*** Passage Section Begins ***

BUMA Composer Federico Solazzo on Building…

By Madeleine Collier

Hello and welcome to everyone following along virtually with the 50th edition of IFFR. My name is Madeleine Collier and I am a New York-based critic, translator, and researcher currently pursuing an MA in Film and Media Studies at Columbia University. Over my next week at IFFR, I look forward to connecting with other film critics and engaging with the fantastic lineup of woman-led and queer films on the February film programme. You can follow my coverage of IFFR here, on the festival website, and over at the Australia-based film journal Senses of Cinema.

Last Wednesday, I spoke with music producer and film composer Federico Solazzo, who is one of the six rising Dutch composers selected to participate in the IFFR Pro x Buma CineMart matching programme. We discussed his expectations for IFFR this year, his writing process, and his early inspirations.

How are you feeling about the online portion of IFFR? Is there anything you’re looking forward to about this format?

I’ve been to the festival many times. I always enjoy the vibe and the sharing between the filmmakers. The online part is a bit weird, but I already attended the animation festival Annecy online last June. I usually try to see as much as possible there, because I like the mood and I like animation. Of course, you’re missing out on all of the human energy in the room, but let’s hope we can return to in-person festivals soon.

You have a conservatory background in classical and jazz music. How did you first become attracted to composing for moving image?

I was inspired by movies that I saw as a boy, like theBack To The Future score by Alan Silvestri, some John Williams stuff, or other scores by Thomas Newman. With these composers, I could feel that there was a story within the story, or rather, the same story set in another way. I also always loved to improvise. There was an evening around the piano with friends in my first year in high school. A friend of mine started improvising the story while I improved the music and it was so fun and natural. Since then, I’ve just kept going. 

Over the span of your career, you’ve scored many different formats of visual media. What is your favourite kind of project to take on?

My favourite projects are animation projects. In animation you can have complete freedom with the music, because it’s the only kind of film that starts without any production sound; you have to build a new world completely. Even when they’re just recording dialogues with a boom mic [in a live action film], you have, for example, birds chirping that they’re going to have to take out later with noise reduction. But with animation you can really have control of the story.

In 2019, you contributed music to the Italian documentary Il cercatore d’infinitoabout the life and legacy of the alpinist Armando Aste. How did you find inspiration for this score?

That project was very close to me, because I was born very near the Alps. And the weird thing is that here [in the Netherlands] I’m living in the flattest land in the world [laughs]. It was nice to work again with Italy, to give something back to my country. I was able to connect these pieces of footage through music that was very much inspired by these beautiful mountain images that you see. 

Once you receive a commission to write a score, what does your writing process look like? 

I try to sketch things out either when I’m reading a script or right after meeting with the director. That could be me humming something into the phone – just to fix it in place. Then I begin analysing and thinking, okay, what now? My technical production background helps me quickly spit out something that is very convincing, but I always try to give it a human touch. When you have a live string section, you have the breathing of the players; they’re putting their emotion into the music that they are recording. I think that human element is necessary and I think it’s something that is here to stay.

*** Passage Section Ends ***

— Questions —
(a) Print the part of the Solazzo interview from "Last Wednesday, I" up to and including "about this format?".
(b) List the film composers whose work Solazzo names in the Solazzo interview as having inspired him as a boy.

*** Stored data Section Begins ***

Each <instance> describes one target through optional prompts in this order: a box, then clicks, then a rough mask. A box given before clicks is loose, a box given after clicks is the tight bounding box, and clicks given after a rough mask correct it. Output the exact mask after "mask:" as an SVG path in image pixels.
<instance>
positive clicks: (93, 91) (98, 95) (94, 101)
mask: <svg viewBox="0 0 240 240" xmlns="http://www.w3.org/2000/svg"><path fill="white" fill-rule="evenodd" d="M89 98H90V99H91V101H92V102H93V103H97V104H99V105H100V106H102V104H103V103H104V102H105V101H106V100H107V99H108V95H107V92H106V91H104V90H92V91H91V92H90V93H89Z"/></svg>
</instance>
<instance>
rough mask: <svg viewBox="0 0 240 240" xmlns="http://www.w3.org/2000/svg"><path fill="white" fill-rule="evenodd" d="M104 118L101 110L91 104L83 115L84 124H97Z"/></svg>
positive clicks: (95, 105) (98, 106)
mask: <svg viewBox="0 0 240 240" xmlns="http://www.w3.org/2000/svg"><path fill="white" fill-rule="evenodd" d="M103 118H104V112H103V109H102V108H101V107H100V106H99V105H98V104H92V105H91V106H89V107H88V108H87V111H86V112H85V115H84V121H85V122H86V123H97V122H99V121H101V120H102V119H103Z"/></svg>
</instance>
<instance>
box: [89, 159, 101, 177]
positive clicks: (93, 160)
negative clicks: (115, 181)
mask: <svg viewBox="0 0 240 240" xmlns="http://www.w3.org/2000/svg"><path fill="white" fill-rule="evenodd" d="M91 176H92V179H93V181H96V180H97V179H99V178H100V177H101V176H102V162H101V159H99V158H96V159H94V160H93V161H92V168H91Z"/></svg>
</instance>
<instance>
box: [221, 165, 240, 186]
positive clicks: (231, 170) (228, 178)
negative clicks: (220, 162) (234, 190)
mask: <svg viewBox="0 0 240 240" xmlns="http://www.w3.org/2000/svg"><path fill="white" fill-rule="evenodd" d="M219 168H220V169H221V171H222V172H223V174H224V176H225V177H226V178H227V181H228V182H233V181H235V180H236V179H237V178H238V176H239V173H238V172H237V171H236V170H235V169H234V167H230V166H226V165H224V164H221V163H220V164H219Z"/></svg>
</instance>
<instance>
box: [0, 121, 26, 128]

*** Stored data Section Ends ***

— Set of answers —
(a)
Last Wednesday, I spoke with music producer and film composer Federico Solazzo, who is one of the six rising Dutch composers selected to participate in the IFFR Pro x Buma CineMart matching programme. We discussed his expectations for IFFR this year, his writing process, and his early inspirations.

How are you feeling about the online portion of IFFR? Is there anything you’re looking forward to about this format?

(b)
Alan Silvestri
John Williams
Thomas Newman